▶ [DATA IN THIS EXERCISE]:
□ □ □ □

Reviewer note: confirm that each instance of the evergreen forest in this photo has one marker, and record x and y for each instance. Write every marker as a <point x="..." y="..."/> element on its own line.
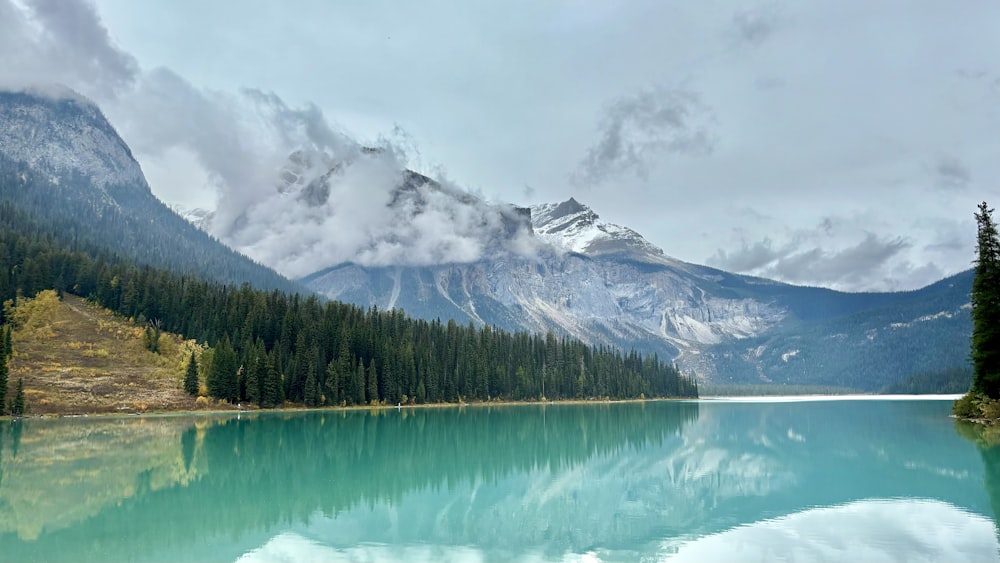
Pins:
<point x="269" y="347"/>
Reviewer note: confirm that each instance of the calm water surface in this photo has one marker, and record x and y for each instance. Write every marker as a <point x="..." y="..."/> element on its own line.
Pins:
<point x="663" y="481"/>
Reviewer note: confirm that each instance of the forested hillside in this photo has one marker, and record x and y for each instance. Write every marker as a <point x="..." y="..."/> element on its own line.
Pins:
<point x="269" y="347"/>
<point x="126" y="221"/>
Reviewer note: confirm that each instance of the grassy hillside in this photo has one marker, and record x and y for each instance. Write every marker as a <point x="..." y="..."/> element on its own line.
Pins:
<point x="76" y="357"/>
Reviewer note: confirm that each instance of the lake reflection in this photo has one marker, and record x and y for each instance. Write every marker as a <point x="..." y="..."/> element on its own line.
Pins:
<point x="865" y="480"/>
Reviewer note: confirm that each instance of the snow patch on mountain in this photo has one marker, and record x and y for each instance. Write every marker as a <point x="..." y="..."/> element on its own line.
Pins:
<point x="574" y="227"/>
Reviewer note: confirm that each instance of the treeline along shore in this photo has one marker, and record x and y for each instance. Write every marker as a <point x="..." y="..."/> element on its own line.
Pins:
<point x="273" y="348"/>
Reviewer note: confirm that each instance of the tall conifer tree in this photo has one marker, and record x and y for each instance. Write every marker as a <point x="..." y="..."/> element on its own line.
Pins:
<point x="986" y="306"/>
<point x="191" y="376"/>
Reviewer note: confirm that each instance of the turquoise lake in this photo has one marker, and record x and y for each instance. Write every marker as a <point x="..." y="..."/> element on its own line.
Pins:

□ □ □ □

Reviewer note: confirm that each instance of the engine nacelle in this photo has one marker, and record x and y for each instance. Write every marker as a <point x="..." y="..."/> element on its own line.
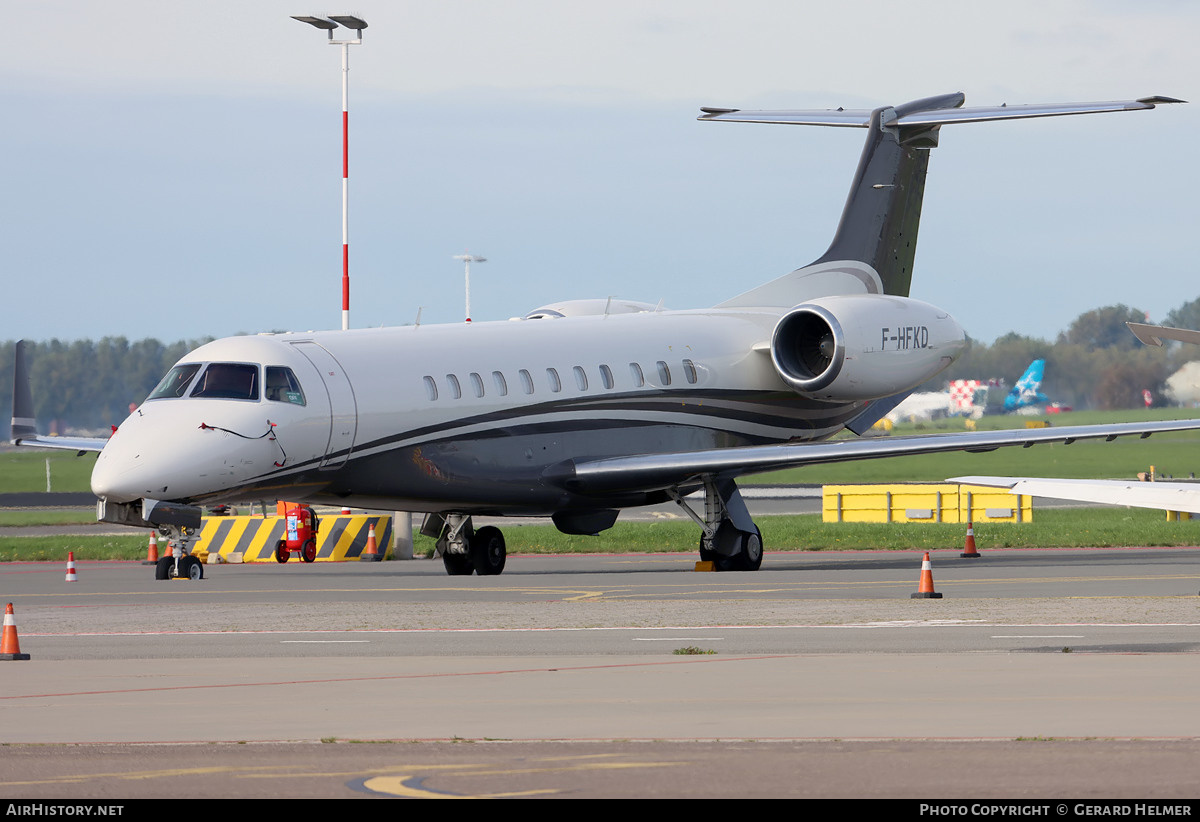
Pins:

□ □ □ □

▶ [ASSIGNMENT]: What lines of the data contain the string "hillside"? List them.

▶ [RESPONSE]:
Reviewer note: confirm that each instance of the forested hillside in this photo has one marker, and record x and y for each instance. Write every marker as a <point x="..." y="..."/> element on its own line.
Reviewer note: confirm that each instance of the grassy hillside in this photo has one marker, and record x and y for each instance. Write every marker as a <point x="..." y="..."/> element on its own line.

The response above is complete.